▶ Exercise task: Return every entry exactly.
>> START Entries
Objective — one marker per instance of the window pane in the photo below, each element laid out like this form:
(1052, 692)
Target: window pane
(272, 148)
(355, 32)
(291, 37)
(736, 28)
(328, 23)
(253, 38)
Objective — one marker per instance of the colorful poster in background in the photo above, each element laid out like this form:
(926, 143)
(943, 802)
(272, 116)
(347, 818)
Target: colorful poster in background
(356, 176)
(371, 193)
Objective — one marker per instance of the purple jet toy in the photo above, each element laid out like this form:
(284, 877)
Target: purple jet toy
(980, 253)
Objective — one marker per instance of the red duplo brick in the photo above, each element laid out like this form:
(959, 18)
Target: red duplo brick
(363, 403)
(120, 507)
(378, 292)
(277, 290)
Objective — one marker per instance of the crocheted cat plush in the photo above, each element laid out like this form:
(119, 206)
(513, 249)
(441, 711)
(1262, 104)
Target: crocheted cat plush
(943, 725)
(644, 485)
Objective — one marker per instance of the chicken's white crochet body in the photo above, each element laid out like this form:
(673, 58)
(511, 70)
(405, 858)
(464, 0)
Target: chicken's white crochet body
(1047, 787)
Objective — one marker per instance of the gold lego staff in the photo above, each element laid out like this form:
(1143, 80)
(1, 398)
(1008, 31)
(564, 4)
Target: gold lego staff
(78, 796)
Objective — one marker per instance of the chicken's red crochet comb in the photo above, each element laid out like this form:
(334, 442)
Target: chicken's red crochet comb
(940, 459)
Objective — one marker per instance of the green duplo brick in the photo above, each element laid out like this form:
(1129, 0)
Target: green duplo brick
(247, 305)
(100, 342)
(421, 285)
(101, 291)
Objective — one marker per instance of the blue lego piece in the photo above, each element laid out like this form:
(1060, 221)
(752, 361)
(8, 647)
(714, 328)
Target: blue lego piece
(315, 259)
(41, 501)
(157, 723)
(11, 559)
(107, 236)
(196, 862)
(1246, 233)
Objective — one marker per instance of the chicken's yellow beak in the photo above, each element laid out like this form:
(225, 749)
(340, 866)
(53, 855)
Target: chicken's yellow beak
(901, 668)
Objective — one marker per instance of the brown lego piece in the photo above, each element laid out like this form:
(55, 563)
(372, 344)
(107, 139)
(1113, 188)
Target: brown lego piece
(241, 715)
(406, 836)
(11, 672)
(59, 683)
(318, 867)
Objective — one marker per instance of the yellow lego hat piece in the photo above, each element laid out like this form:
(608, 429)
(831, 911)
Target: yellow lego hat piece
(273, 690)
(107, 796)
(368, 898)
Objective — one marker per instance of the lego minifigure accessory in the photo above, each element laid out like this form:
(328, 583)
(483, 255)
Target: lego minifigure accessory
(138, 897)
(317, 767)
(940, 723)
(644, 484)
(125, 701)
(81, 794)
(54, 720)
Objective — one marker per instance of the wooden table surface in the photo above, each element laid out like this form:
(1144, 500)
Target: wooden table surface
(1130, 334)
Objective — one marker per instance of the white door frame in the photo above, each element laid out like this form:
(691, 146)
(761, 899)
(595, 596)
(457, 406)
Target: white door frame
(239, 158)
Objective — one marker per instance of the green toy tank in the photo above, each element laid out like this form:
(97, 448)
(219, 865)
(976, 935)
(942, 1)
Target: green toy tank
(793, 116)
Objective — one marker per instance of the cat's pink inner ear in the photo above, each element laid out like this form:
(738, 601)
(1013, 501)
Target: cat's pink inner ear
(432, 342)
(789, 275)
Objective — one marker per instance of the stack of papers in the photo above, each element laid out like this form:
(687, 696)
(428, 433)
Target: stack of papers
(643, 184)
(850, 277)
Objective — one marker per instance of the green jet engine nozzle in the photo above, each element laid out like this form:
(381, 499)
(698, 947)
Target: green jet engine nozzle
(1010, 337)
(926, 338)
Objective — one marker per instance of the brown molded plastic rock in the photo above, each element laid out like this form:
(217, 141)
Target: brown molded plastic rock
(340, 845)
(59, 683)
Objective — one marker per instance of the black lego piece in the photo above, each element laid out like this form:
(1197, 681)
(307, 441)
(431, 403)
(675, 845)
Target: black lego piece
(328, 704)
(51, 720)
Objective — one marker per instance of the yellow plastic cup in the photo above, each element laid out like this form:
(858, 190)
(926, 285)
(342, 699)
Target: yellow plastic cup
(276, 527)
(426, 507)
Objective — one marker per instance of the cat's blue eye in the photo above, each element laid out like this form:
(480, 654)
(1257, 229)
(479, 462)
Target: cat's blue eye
>> END Entries
▶ Output of the task:
Objective — one marker per instance of the window pane in the photo below, each element laid out like this form:
(1052, 692)
Target: window pane
(272, 148)
(355, 32)
(291, 37)
(736, 28)
(328, 23)
(253, 38)
Objective — one marker per instance of the colorful poster in background in the photo above, each element laid out like this form:
(926, 143)
(943, 802)
(272, 116)
(347, 818)
Target: colorful poster in background
(356, 176)
(371, 193)
Objective — one marker per instance of the purple jet toy in the photo above, each element laid out like this form:
(284, 877)
Target: purple jet toy
(980, 253)
Objective — one marker per instance of the red duplo brick in the photo above, each element laid out like this form:
(959, 18)
Target: red duplo brick
(363, 403)
(120, 507)
(378, 292)
(277, 290)
Objective — one marker per instance of the crocheted cat plush in the photo above, each element laid out like this form:
(119, 206)
(513, 249)
(441, 711)
(1262, 104)
Target: crocheted cat plush
(943, 725)
(644, 485)
Objective — one marker per instance of the chicken's white crochet body in the photo above, each element laid out like this form:
(673, 58)
(511, 70)
(405, 858)
(464, 0)
Target: chicken's white crochet body
(1047, 787)
Objective — one marker per instance of the gold lego staff in the photo above, each element laid out like this form:
(1143, 80)
(1, 398)
(1008, 31)
(564, 4)
Target: gold lego staff
(78, 796)
Objective — one marker per instance of the chicken's red crochet comb in the photo above, each element laid out like this form:
(334, 442)
Target: chicken's red crochet comb
(940, 459)
Objective — one marker per instance of the green duplo brick in the photo above, each element laid out like this form:
(1129, 0)
Target: green duplo brick
(247, 305)
(100, 342)
(421, 285)
(101, 291)
Objective — one marker per instance of the blue lego piece in the photo above, each element laid out like this form:
(1060, 221)
(752, 361)
(8, 647)
(714, 328)
Target: blue lego piece
(315, 259)
(41, 501)
(157, 723)
(11, 559)
(107, 236)
(196, 862)
(1246, 233)
Objective — one marker per instance of the chicken's yellow beak in the photo above, each element laid out like this form:
(225, 749)
(340, 866)
(53, 855)
Target: chicken's yellow beak
(901, 668)
Objective — one marker per instance of the brown lego piece in the photo above, each element laid out like this form:
(55, 563)
(372, 344)
(107, 139)
(1113, 188)
Target: brown lego piece
(241, 715)
(406, 836)
(11, 672)
(59, 683)
(318, 867)
Objective — one marker per instance of the yellow lego hat piece in the photo above, each element laid out like this form:
(608, 429)
(831, 911)
Target: yellow lego hat piece
(273, 690)
(107, 796)
(368, 898)
Objective — one marker per instance of the lego minifigure accessory in the photo above, each element laid out like this form:
(328, 583)
(483, 255)
Target: lego minifigure accessory
(138, 897)
(317, 767)
(940, 723)
(644, 484)
(125, 701)
(81, 794)
(54, 720)
Objective — one marker per instance of the wooden table surface in the photo above, each element laid out like this form:
(1144, 500)
Target: wooden table surface
(1130, 334)
Objective — one marker per instance of the white door frame in the photo above, each element laid out like this form:
(691, 146)
(761, 899)
(595, 596)
(457, 406)
Target: white door frame
(239, 158)
Objective — one marker per instance of the green toy tank in the photo above, each element laid out like this form:
(97, 448)
(219, 865)
(976, 935)
(942, 1)
Target: green toy tank
(793, 116)
Objective — one marker per instance of the cat's pink inner ear in the photo above, each element laid out like this form:
(738, 601)
(1013, 501)
Target: cat's pink inner ear
(432, 342)
(789, 275)
Objective — one marker per instance of the stack of papers in the photo above, each element laid out like this form:
(687, 696)
(428, 433)
Target: stack of papers
(643, 184)
(850, 277)
Objective — one marker per instance of the green jet engine nozzle in the photo above, each element laid out like this form:
(381, 499)
(698, 947)
Target: green jet engine nozzle
(1010, 337)
(926, 338)
Objective — one marker per instance of the brown molded plastic rock in the photo above, each element laid out like this form:
(217, 141)
Target: brown molded plastic rock
(340, 845)
(59, 683)
Objective — one marker per instance of the black lego piece in the photo above, each element laid out like this form:
(1197, 681)
(307, 441)
(431, 403)
(675, 845)
Target: black lego piece
(328, 704)
(51, 720)
Objective — one marker per instance of the yellow plastic cup in the photo above, each element laid out like this form:
(858, 190)
(926, 285)
(342, 699)
Target: yellow plastic cup
(276, 527)
(426, 507)
Objective — one marker per instance of the cat's blue eye in the photo above, each element laid out like this form:
(480, 654)
(1257, 229)
(479, 462)
Target: cat's blue eye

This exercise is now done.